-- Required task --
Transcribe all the records exactly and omit any images they hold.

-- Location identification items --
····················
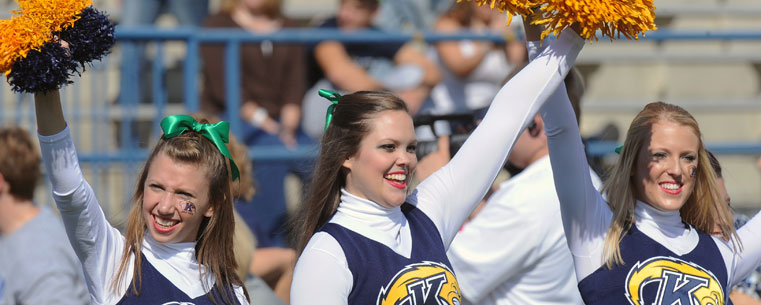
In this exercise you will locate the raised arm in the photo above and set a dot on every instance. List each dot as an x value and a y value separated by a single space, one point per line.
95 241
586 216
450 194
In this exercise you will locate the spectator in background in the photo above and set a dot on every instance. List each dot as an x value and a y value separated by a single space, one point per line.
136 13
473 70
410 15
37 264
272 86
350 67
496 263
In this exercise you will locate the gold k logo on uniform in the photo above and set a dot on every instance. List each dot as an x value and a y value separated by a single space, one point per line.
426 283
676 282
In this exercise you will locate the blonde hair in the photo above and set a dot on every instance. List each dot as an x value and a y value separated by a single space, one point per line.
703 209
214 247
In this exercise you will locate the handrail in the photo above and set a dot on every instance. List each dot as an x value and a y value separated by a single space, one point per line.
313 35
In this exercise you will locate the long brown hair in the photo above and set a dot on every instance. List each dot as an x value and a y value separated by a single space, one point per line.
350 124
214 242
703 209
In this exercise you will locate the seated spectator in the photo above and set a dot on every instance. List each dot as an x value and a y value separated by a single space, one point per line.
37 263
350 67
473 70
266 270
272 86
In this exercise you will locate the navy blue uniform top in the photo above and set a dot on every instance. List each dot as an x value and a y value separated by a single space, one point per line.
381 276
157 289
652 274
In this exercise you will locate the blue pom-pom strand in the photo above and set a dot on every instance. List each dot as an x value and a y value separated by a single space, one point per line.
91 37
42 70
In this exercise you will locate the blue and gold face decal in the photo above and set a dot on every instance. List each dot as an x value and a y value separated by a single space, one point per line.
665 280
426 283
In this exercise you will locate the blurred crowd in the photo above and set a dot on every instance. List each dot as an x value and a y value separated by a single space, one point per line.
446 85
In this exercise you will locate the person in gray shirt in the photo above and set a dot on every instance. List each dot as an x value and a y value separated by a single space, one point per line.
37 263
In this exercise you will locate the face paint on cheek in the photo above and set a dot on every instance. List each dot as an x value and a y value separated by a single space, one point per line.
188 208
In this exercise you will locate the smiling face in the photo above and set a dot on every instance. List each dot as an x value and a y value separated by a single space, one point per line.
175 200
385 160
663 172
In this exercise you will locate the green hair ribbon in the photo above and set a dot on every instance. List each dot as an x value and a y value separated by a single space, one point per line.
····················
-- Problem solution --
In this exercise you will locate the raised arm in the photo above and set a dot on every instance. List each dot as an x value and a y value separated by a single space, one point per line.
95 241
586 216
450 194
In this exercise you will locate the spectator in background in the photo above and set a dot on every instance. List each dot as an x value and a y value separated by a single space, one point per line.
136 13
473 70
410 15
37 264
272 86
350 67
496 263
In this exercise you will locate the gold k logo on uniform in the photo above and set a dot on every instance. List each dot as an x value and a y value separated by a single space, one point per line.
426 283
676 282
In this exercise you will locate the blonde hair in the photo above and set a dot on every instance. List each dot as an x value and a y value separated by a single space, one point per line.
703 209
214 247
In this exercise you will locate the handrail in the photo above and set a dot on every instance. List each dot as an x value and a y value separated by a single space, one point per line.
313 35
In this exercise you will locate the long brown hair in the photo above and set a dot on every instance. List each dot as an x value and a y value separated by a single space, one point per line.
350 124
214 242
703 209
In this exercise you will locate the seated spectator in the photo above and set a dot on every instance. List each dot as an x value and a y value separated by a single space, one point per line.
37 263
350 67
473 70
266 270
272 86
In this exercise you will locate the navy blue uniform top in the photo above and set a dot on every instance. List each dot as an x value and a y value separated by a single space, one point per line.
381 276
157 289
652 274
In this exercise you will locate the blue pom-pom strand in the photo above and set a dot on every instance. List each dot as an x value and a y value separated by a single space, one point per line.
91 37
42 70
In this exercise you will locate the blue and gold face decal in the photo above and set a dot on every instance. List each dot as an x value and a y value separated by a single space, one point per line.
665 280
426 283
In this exercise you will locate the blurred crowd in the photo above and set a dot on every instance. List each dot as an x value and a y value separated by a single space, one point per line.
446 85
In this exercise you will locate the person in gray shirt in the photo above and set a dot on every instance. List each dot as an x value and a y value separated by a single space, one point per line.
37 263
In this exercise you will locate the face paint on cheek in the photo above and set a dot on every instance. List each dot as an x value and a y value separated by a single space, one point per line.
188 208
In this exercise you will locate the smiling face in the photo above and set a dot on every instance. List each dot as an x value and a y value separated by a single space, one point per line.
175 200
385 160
663 172
In this exercise you will locate the green hair ribbon in the photo above and set a dot on every instance. List each dot as an x value and a y value separated by a single space, one point per line.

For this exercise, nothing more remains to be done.